> [EXERCISE TASK]: Reproduce the lines from the one containing "Task: point to the woman in red" through the end of the rows, swapping "bracelet" for "wristband" and leaving everything else unchanged.

> [Rows from a dataset]:
=======

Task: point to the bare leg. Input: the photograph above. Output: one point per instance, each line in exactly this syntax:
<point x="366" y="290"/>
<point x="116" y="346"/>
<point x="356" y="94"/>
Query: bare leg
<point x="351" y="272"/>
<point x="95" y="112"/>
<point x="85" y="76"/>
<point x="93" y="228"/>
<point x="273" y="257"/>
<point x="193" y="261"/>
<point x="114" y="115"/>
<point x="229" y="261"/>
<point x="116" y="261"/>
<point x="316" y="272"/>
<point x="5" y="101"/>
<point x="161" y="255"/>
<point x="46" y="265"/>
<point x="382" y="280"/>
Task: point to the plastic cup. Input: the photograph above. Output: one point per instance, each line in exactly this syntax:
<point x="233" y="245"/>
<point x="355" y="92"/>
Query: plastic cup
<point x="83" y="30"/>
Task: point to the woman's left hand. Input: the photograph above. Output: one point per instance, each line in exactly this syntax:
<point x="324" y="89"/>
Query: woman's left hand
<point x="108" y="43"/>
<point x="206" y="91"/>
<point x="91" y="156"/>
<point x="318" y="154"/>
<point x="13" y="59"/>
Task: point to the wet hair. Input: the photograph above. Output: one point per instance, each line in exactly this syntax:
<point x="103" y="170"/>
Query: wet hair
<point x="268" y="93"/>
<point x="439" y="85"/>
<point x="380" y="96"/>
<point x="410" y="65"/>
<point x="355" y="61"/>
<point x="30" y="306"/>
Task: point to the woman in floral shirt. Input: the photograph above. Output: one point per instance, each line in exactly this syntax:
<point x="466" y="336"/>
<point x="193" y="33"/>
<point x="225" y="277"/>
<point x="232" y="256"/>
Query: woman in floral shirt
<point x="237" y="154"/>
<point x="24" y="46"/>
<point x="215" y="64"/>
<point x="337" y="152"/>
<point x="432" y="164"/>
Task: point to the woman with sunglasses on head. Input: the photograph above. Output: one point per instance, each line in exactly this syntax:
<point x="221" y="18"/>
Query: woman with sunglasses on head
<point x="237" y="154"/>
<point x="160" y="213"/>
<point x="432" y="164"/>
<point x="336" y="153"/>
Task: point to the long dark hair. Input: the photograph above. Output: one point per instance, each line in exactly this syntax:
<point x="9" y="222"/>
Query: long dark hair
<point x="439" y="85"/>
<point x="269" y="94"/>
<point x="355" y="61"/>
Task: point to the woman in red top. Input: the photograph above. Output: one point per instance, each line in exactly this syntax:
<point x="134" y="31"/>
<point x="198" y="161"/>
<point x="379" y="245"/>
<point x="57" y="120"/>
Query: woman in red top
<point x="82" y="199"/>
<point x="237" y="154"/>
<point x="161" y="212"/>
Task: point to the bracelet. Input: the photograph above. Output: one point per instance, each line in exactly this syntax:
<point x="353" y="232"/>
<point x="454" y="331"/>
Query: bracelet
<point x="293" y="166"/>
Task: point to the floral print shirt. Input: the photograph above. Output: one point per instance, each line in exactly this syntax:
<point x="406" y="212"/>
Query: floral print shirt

=======

> [IN RESPONSE]:
Task: point to the woman in red top. Input: the photograph above. Output: one point per instance, each line in exactly this syntax:
<point x="134" y="31"/>
<point x="198" y="161"/>
<point x="379" y="245"/>
<point x="57" y="120"/>
Query: woman in red top
<point x="82" y="199"/>
<point x="237" y="154"/>
<point x="161" y="212"/>
Task: point to the wristband. Input: the photograph above. Output: one point per instance, each line in exactly this syntax:
<point x="353" y="232"/>
<point x="454" y="331"/>
Query: wristband
<point x="293" y="166"/>
Task: point to the floral print shirt. Input: the photograph above. Output: one point per instance, each line in exactly this syntax:
<point x="406" y="212"/>
Query: floral print shirt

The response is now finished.